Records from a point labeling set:
--- begin ---
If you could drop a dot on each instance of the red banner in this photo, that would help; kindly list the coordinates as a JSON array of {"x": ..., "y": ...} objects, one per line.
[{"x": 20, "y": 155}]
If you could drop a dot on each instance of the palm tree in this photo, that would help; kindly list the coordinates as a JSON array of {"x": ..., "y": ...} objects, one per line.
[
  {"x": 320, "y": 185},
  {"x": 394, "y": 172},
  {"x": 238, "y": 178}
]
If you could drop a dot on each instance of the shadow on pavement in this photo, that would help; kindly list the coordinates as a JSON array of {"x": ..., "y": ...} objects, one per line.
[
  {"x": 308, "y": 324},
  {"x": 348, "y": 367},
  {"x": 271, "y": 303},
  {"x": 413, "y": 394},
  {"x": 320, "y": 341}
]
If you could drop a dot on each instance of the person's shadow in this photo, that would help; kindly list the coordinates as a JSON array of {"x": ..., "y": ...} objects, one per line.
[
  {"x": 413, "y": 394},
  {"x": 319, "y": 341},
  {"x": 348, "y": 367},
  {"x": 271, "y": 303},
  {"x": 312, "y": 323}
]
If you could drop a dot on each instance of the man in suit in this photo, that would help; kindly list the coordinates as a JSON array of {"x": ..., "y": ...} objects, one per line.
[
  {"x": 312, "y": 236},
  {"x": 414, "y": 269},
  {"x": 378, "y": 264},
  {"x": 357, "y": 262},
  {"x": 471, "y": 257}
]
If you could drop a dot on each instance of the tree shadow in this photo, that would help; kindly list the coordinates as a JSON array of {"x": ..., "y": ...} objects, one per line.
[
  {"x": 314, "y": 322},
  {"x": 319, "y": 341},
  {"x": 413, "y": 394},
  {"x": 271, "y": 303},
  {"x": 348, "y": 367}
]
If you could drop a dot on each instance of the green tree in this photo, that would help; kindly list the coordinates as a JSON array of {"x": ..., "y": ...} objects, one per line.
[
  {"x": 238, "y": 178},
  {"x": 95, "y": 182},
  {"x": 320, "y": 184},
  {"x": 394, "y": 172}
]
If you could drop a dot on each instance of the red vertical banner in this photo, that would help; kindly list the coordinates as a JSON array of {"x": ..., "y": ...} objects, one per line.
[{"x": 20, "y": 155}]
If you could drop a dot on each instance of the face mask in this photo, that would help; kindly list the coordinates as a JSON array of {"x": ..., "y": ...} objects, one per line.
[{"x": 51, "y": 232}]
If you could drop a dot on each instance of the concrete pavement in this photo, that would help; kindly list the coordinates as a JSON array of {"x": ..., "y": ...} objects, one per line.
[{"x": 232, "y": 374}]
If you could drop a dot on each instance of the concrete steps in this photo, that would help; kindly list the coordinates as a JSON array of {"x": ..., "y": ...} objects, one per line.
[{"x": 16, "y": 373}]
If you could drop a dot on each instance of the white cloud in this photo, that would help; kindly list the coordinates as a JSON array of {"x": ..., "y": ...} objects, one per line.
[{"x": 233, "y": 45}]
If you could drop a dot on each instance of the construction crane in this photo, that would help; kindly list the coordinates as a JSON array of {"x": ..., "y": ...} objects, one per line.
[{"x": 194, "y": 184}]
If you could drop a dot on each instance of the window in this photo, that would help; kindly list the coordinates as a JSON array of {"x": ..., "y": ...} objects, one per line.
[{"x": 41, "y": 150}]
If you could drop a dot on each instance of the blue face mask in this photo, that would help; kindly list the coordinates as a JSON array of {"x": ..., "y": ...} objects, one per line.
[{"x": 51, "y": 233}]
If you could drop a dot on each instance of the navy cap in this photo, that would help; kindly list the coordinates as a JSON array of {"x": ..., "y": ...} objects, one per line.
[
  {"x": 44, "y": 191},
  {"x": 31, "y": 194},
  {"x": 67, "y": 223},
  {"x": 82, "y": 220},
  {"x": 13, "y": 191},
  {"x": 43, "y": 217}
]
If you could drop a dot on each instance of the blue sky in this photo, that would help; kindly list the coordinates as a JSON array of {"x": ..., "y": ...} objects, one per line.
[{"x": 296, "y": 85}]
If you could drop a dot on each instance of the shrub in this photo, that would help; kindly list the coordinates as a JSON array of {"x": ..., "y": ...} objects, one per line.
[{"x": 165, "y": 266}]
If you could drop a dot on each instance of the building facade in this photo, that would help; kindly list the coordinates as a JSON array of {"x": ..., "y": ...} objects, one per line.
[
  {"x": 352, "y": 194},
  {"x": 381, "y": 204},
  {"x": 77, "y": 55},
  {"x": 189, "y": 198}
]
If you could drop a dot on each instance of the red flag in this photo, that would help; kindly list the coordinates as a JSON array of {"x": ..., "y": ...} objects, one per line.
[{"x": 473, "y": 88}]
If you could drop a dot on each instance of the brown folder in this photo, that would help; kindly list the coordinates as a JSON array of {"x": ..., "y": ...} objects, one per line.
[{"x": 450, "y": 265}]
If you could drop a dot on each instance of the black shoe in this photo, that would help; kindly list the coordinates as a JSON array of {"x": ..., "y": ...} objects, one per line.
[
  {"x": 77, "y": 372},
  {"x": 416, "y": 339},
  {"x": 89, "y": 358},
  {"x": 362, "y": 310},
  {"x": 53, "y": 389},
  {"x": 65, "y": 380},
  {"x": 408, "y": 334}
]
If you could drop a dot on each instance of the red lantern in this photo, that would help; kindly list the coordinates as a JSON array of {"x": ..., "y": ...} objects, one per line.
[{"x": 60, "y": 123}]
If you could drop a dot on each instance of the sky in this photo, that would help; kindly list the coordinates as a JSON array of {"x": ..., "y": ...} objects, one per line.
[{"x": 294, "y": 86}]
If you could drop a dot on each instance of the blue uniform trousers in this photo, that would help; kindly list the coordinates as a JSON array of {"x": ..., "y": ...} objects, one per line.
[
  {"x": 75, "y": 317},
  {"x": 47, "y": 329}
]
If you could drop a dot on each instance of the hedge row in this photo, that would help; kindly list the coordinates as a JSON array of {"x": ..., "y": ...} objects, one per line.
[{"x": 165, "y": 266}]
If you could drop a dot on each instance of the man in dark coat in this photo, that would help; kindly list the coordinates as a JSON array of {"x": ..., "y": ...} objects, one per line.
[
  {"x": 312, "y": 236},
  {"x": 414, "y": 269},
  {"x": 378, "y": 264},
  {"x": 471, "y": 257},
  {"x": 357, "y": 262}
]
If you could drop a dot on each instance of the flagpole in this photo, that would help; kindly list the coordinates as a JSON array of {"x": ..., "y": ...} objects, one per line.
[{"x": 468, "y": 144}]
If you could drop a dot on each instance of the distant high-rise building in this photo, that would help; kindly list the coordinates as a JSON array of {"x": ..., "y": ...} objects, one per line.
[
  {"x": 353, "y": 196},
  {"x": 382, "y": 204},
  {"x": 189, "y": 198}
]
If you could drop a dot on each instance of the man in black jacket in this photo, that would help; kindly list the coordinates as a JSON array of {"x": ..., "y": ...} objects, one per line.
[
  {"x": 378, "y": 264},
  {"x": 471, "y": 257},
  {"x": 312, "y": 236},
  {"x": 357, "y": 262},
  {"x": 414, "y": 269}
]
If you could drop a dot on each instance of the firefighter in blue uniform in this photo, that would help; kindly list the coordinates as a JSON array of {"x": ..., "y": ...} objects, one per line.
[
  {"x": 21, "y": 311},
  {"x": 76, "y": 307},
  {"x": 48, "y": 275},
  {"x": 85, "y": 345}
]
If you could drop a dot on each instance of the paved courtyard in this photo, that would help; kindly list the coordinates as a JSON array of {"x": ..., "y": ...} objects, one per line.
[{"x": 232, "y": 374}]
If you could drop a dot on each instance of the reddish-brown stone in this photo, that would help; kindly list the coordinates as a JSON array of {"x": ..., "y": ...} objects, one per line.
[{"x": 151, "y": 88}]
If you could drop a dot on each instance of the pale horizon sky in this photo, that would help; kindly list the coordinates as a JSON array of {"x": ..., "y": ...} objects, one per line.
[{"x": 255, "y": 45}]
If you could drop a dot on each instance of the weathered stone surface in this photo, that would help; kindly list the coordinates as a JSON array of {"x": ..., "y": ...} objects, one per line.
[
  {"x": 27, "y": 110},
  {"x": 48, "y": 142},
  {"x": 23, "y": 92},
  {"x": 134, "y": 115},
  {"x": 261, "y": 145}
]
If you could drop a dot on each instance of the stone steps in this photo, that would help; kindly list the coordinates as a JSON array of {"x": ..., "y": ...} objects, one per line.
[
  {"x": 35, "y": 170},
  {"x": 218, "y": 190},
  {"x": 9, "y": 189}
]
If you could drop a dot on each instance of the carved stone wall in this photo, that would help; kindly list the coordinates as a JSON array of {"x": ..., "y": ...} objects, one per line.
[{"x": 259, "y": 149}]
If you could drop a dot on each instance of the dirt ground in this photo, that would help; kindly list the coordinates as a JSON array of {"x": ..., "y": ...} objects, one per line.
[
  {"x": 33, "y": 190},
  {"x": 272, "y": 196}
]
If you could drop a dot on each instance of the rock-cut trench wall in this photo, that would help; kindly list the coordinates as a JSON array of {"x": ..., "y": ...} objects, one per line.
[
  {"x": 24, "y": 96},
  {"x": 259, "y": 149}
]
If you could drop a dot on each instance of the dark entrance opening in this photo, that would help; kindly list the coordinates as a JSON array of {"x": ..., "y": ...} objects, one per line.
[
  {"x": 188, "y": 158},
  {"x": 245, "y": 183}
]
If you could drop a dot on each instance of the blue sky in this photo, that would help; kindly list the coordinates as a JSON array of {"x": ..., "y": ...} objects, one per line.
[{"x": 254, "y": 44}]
--- end ---
Copy only this span: the line that contains "of the rock-cut", the last line, and every line between them.

If you could drop a dot on each instance of the rock-cut trench wall in this photo, that would help; kindly list the coordinates as a JSON array of {"x": ..., "y": ...} objects, one per line.
[
  {"x": 24, "y": 96},
  {"x": 259, "y": 149}
]
If you could drop a dot on each instance of the dark entrance opening in this photo, that would help; kindly list the coordinates as a JSON array of {"x": ..., "y": ...} objects, one per line.
[
  {"x": 188, "y": 158},
  {"x": 245, "y": 183}
]
If you could drop a dot on each instance of the blue sky in this photo, that would help; kindly list the coordinates as a JSON array of {"x": ..., "y": ...} objects, one per line.
[{"x": 254, "y": 44}]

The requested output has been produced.